(Passage Opens)

REVIEW: Cigarettes and Chocolate

Silence has never been so violent.

ADC adc late show Cambridge Theatre cigarettes and chocolate Minghella student theatre

Taking on a play which demands of its principal character to stay silent and do very little for much of the duration, proves both a brave and inspired decision in this ADC late show.

As cigarettes paired with chocolates would suggest, this is a bittersweet play. Gemma (Amiya Nagpal), inspired by the asceticism of the monks, decides to give up talking for Lent. Her self-immolation aggravates and provokes those around her, as they surrender their darkest secrets to her silence.

Silence is golden?

Alive with awkward and often pregnant pauses, Cigarettes and Chocolate achieves a believable naturalism to the challenges of non-verbal communication, often causing squirm-inducing silences as both actors and audience hang expectantly on the release of every word . The opening, which has the whole cast assembled on stage effectively sets up, under the direction of Emily Galvin, the idea of disassociated voices speaking into silence and receiving no inadequate answer, through the mediated recording of voicemail messages.

(Passage Closes)
(Data extract Opens)

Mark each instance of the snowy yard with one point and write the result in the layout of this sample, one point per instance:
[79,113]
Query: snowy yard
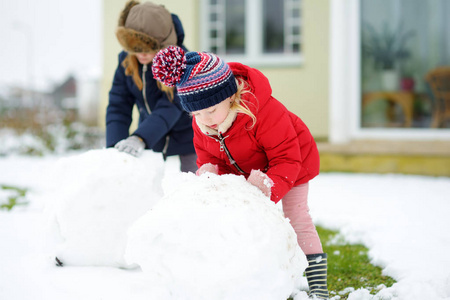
[403,220]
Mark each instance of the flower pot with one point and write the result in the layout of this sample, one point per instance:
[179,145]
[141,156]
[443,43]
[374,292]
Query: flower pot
[407,84]
[389,80]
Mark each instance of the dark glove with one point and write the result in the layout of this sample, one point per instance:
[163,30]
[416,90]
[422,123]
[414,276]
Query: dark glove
[133,145]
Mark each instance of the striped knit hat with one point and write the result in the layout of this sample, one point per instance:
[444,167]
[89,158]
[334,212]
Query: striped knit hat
[202,79]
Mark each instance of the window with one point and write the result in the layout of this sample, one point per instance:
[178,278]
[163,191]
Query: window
[261,32]
[401,43]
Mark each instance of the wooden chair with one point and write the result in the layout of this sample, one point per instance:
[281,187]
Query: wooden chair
[438,80]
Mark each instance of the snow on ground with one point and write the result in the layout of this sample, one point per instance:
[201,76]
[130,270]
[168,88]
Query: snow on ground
[403,220]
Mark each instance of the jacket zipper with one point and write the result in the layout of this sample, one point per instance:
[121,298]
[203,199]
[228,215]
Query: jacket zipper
[223,147]
[144,89]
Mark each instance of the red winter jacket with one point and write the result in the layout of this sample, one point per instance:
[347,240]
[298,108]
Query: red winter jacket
[279,144]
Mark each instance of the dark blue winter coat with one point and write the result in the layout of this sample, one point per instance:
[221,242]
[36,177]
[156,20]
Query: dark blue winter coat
[166,122]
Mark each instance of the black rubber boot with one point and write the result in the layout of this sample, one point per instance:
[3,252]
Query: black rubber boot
[316,274]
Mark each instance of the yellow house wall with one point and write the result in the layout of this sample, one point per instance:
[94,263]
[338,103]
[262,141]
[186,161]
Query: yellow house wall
[303,89]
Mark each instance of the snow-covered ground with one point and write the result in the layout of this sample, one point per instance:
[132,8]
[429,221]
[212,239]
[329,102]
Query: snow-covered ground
[403,220]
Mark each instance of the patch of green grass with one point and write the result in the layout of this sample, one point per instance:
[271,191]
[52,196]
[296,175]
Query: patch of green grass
[17,197]
[349,265]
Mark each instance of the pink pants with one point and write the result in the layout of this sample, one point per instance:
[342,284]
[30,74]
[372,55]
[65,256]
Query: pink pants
[295,207]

(Data extract Closes)

● **Task objective**
Answer these questions using the review of Cigarettes and Chocolate above, one answer per line and numbered to match.
1. Which actor plays Gemma?
2. What does Gemma give up for Lent, and what inspires her to do so?
3. Who directed the production?

● **Solution**
1. Amiya Nagpal
2. She gives up talking, inspired by the asceticism of the monks.
3. Emily Galvin